**WHAT TO WORK ON**
Scan the material for the word "woman", and copy each line where it shows up.

**RECORD EXTRACTS**
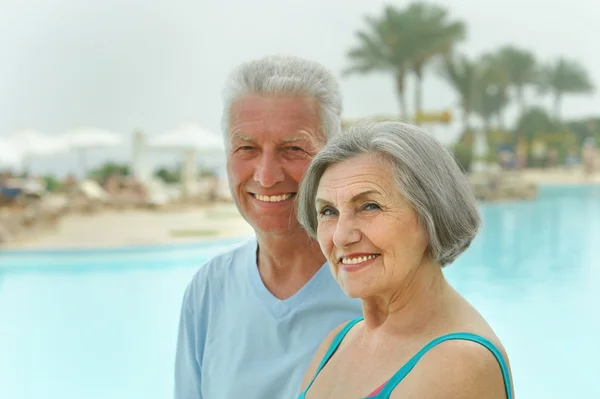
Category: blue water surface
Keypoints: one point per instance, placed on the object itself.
(103, 323)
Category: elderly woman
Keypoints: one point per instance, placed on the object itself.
(390, 208)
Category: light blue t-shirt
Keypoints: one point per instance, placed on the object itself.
(236, 340)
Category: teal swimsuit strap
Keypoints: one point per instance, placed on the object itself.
(332, 348)
(400, 374)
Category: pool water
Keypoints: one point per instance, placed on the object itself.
(103, 324)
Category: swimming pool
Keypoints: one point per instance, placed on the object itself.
(103, 324)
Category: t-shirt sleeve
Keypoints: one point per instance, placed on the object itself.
(190, 343)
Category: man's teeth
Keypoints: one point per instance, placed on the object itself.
(272, 198)
(360, 259)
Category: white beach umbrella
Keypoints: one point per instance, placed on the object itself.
(82, 139)
(9, 155)
(33, 143)
(192, 140)
(30, 143)
(188, 137)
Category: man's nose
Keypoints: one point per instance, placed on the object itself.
(269, 171)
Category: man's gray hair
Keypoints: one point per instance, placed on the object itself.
(279, 75)
(426, 174)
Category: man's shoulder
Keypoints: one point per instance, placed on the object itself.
(220, 265)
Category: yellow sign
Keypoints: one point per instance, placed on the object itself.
(431, 117)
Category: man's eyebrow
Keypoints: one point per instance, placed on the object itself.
(293, 139)
(238, 136)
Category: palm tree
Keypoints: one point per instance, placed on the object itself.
(462, 74)
(402, 41)
(564, 77)
(381, 48)
(521, 70)
(490, 101)
(493, 88)
(430, 34)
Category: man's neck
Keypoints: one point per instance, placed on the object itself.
(287, 262)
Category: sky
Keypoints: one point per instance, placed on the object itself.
(154, 65)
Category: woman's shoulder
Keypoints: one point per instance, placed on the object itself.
(323, 349)
(470, 363)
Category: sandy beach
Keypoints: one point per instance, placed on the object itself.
(112, 228)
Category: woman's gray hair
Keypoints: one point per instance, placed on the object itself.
(426, 173)
(279, 75)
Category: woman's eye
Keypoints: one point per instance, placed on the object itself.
(326, 212)
(371, 207)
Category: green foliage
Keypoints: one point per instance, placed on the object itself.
(463, 152)
(403, 40)
(52, 183)
(536, 120)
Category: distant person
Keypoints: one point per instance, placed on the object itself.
(252, 318)
(390, 208)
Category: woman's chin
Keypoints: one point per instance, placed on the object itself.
(356, 292)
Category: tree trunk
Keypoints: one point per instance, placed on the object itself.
(557, 103)
(500, 120)
(418, 92)
(400, 92)
(521, 99)
(466, 117)
(487, 123)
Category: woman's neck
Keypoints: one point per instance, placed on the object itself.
(412, 307)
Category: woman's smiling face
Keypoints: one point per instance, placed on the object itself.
(370, 234)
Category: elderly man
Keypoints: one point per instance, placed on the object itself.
(252, 318)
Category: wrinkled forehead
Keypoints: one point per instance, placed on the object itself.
(275, 118)
(364, 173)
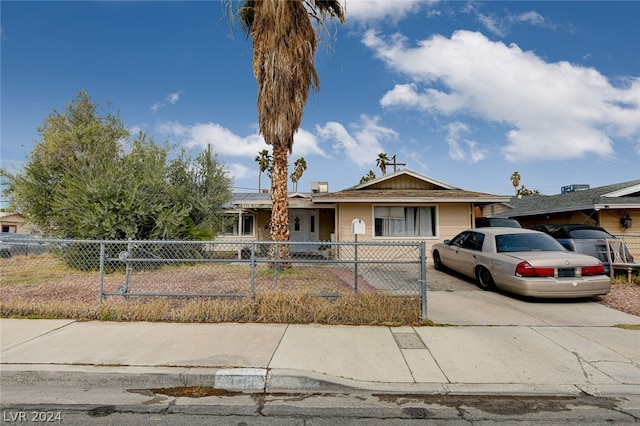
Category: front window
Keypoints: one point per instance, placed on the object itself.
(237, 225)
(404, 222)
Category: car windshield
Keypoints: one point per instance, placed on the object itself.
(526, 242)
(589, 234)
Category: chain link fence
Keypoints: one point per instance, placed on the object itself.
(220, 269)
(632, 241)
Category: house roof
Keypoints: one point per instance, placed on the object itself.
(624, 195)
(406, 186)
(403, 186)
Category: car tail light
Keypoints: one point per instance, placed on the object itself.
(593, 270)
(524, 269)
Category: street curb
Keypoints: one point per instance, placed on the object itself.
(256, 380)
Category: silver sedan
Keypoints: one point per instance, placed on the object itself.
(522, 261)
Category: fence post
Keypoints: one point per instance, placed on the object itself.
(101, 281)
(253, 270)
(423, 279)
(275, 264)
(355, 267)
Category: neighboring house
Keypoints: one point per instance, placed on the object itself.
(13, 222)
(403, 205)
(614, 207)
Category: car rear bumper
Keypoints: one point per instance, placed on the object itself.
(558, 288)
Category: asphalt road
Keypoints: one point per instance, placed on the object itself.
(330, 409)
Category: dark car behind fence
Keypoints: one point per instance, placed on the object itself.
(243, 269)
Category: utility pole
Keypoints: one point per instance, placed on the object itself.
(394, 164)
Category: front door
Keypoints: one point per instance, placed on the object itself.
(303, 228)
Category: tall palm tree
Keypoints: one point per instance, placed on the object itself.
(515, 181)
(300, 167)
(284, 47)
(382, 161)
(264, 162)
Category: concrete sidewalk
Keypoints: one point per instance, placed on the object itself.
(495, 344)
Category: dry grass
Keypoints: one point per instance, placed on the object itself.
(42, 287)
(624, 296)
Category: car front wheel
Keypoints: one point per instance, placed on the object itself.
(485, 281)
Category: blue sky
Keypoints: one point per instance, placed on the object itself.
(463, 92)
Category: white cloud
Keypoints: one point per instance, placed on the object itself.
(552, 110)
(171, 98)
(174, 97)
(240, 171)
(473, 154)
(363, 144)
(226, 142)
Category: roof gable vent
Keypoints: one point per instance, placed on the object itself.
(319, 187)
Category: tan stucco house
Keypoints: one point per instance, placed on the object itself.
(615, 207)
(403, 205)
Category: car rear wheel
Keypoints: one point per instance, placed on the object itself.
(437, 262)
(485, 281)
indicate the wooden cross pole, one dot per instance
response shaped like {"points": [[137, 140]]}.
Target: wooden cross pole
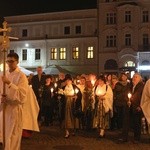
{"points": [[5, 45]]}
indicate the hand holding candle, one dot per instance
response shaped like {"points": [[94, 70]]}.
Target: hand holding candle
{"points": [[129, 101], [92, 82], [55, 85], [76, 91], [52, 90]]}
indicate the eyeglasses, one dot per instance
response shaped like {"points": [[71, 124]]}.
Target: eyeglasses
{"points": [[10, 61]]}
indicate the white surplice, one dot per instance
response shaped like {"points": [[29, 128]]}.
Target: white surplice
{"points": [[30, 112], [16, 96], [145, 101]]}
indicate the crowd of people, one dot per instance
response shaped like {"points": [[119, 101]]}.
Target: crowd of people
{"points": [[84, 102], [107, 101]]}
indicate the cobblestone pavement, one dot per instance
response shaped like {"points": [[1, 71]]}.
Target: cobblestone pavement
{"points": [[52, 138]]}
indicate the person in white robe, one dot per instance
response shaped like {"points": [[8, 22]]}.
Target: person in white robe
{"points": [[145, 102], [30, 113], [16, 90], [103, 104]]}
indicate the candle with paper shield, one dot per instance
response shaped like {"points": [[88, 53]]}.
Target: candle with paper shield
{"points": [[52, 90], [55, 85], [92, 82], [76, 91], [129, 101]]}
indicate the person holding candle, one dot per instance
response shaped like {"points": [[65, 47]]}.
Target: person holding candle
{"points": [[73, 98], [133, 112], [103, 104], [145, 102], [47, 103]]}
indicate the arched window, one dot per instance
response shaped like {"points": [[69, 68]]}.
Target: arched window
{"points": [[145, 63], [111, 64], [129, 64]]}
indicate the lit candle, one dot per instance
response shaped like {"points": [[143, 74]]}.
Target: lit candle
{"points": [[99, 92], [55, 85], [129, 96], [52, 90], [92, 82], [76, 91]]}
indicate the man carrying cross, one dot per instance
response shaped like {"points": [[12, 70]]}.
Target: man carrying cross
{"points": [[16, 90]]}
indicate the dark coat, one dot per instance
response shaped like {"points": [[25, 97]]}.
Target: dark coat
{"points": [[36, 84], [136, 96]]}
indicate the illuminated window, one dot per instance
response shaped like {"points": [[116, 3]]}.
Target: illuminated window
{"points": [[37, 54], [53, 53], [62, 53], [75, 52], [67, 30], [128, 39], [111, 18], [111, 41], [145, 40], [24, 54], [145, 16], [129, 64], [78, 29], [90, 52], [128, 16], [24, 33], [11, 51]]}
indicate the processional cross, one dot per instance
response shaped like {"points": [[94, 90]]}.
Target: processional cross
{"points": [[4, 42]]}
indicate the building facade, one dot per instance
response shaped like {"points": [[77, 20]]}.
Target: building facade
{"points": [[113, 37]]}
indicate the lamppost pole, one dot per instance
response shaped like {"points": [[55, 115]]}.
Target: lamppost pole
{"points": [[97, 37], [5, 44]]}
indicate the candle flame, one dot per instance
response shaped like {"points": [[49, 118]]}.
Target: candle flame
{"points": [[76, 91], [52, 90], [129, 95]]}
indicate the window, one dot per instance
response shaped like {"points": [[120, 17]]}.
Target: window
{"points": [[37, 54], [145, 39], [111, 18], [24, 33], [129, 64], [90, 52], [128, 39], [145, 42], [67, 30], [111, 41], [145, 16], [128, 16], [53, 53], [11, 51], [62, 53], [78, 29], [75, 52], [24, 54]]}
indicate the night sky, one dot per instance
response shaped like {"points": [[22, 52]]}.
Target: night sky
{"points": [[23, 7]]}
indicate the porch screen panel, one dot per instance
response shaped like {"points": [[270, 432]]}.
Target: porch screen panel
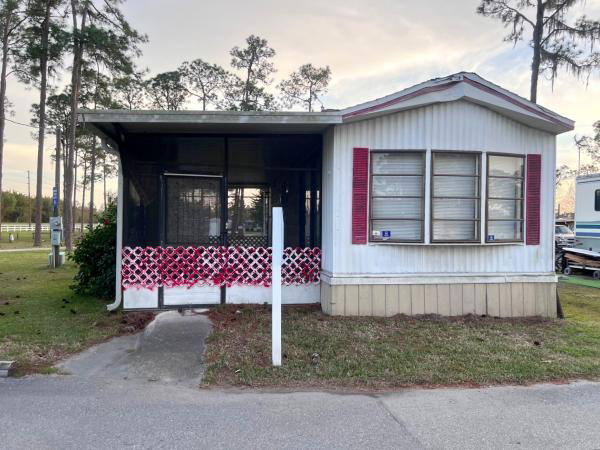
{"points": [[193, 211], [397, 196], [455, 197]]}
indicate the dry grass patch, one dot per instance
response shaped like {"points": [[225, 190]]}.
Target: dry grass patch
{"points": [[377, 353]]}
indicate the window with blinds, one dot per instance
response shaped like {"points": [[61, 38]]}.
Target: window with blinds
{"points": [[455, 197], [397, 196], [505, 198]]}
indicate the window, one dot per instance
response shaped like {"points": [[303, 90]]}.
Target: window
{"points": [[455, 197], [397, 196], [505, 198]]}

**PROBLEM SOLUTION**
Category: elderly woman
Category: woman's shoulder
Category: woman's gray hair
Category: woman's eye
Category: woman's chin
Category: woman's neck
Category: woman's smiling face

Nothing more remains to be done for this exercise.